#### [Task 1]
In the blog excerpt, why has the writer turned off comments, and where can readers comment instead?
#### [Task 2]
Pick up the blog excerpt on Middle Grade fiction after its last sentence and continue it.

--- Extracted text Enclosed Below ---

Some of those stories have been published in anthologies that can be purchased on Amazon, and of course there are other anthologies on Amazon that have stories which are not on Wattpad--you can find them by going to my Amazon Author Page

PS--I've turned off comments, and intend to continue keeping comments turned off on this blog. To be honest, for years (literally, I'm not exaggerating) the only comments I ever get on here have been spam. So, sorry. I will, as always, post links to these blogs on my Facebook Author Page, so you can always follow me there and comment if you have something to say. 


Monday, July 20, 2020

Bringing the Focus in on Middle Grade Fiction

It's been a long time since I've written about writing on here. But this past weekend I participated in the online Realm Makers Conference (The Pandemic Edition) and I watched a session on editing that focused a lot on Middle Grade fiction. The speaker, an editor named Brian Kohl, said something I wish more people understood.

Young readers, with every page of a book they read, want to know three things: who the main character is, what they are doing, and what they are feeling. Anything else doesn't belong in the story. (That's, I think, pretty close to his words, if not exact.)

--- End of Enclosed Extracted text ---
--- Data for analysis Enclosed Below ---

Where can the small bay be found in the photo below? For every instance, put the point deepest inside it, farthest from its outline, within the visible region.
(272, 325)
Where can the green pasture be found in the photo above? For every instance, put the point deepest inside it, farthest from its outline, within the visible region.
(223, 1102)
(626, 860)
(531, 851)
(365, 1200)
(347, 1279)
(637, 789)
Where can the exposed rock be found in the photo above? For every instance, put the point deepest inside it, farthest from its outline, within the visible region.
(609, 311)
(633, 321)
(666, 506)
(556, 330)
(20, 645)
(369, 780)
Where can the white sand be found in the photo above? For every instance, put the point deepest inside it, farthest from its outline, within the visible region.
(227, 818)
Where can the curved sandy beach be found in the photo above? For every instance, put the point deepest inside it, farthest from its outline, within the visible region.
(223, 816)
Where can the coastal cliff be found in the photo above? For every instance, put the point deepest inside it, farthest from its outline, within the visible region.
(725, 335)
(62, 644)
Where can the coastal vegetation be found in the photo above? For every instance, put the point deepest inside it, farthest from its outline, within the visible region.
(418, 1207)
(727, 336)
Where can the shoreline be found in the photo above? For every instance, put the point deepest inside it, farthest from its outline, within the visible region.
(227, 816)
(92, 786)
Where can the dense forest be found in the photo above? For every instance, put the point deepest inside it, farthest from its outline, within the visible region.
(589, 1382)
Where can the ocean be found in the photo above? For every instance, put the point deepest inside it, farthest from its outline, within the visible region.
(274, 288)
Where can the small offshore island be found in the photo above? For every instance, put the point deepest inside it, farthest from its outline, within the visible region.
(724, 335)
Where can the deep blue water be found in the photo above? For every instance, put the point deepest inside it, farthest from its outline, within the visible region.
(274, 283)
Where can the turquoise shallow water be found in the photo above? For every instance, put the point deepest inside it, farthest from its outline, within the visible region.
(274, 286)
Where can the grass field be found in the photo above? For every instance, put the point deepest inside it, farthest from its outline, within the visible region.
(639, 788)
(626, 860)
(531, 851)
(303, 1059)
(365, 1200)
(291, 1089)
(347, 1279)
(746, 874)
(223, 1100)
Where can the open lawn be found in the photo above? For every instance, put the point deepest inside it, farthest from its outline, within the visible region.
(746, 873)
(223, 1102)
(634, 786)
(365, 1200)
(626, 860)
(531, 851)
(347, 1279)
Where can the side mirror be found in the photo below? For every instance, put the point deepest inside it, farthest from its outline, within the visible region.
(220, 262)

--- End of Enclosed Data for analysis ---

#### [Exercise output 1]
For years, the only comments the blog received were spam. Readers can comment on the writer's Facebook Author Page, where links to the blog posts are posted.

#### [Exercise output 2]
This has been a stumbling block for me while writing my MG ghost story. Critique group members will point out that certain things are not explained. They're looking for more exposition. More details that show why things are the way they are. For example, I once asked, in a Facebook group for writers, a bunch of questions regarding body decomposition for a specific scene. I got soooooo much information. I put sooooooo little of it in the actual scene. I simply didn't want to get the facts wrong, but the truth is, the character is going to see what she sees, and only what she sees, and the reader doesn't need to know one jot more.

I've been stressing so much about other research I need to do for this book. Worried readers are going to find historical inaccuracies, worried they'll find things inconsistent and implausible. Worried I need to do lots of explaining to make sure it all ties together neatly. But the fact is, I don't. Yes, I need to do the research because I don't want misinformation in my story. But I do not need the reader to understand anything the main character either doesn't understand or doesn't concern herself with.

Middle grade fiction is aimed at kids for whom the universe consists of what directly affects them, and no more. I'm not saying youngsters aren't smart--they are wicked smart. I'm not saying they're selfish--they are incredibly caring. I'm saying that developmentally they haven't reached a point where they're looking to find their place in the world. That's what being a teenager is about. That's the function of YA fiction--teens are finally looking outward, seeking footing in an ever-expanding universe, figuring out their positioning in relation to everything and everyone else. But middle graders want books that bring them in, books that connect with them where they are, stories that make them heroes in a universe of which they are the center.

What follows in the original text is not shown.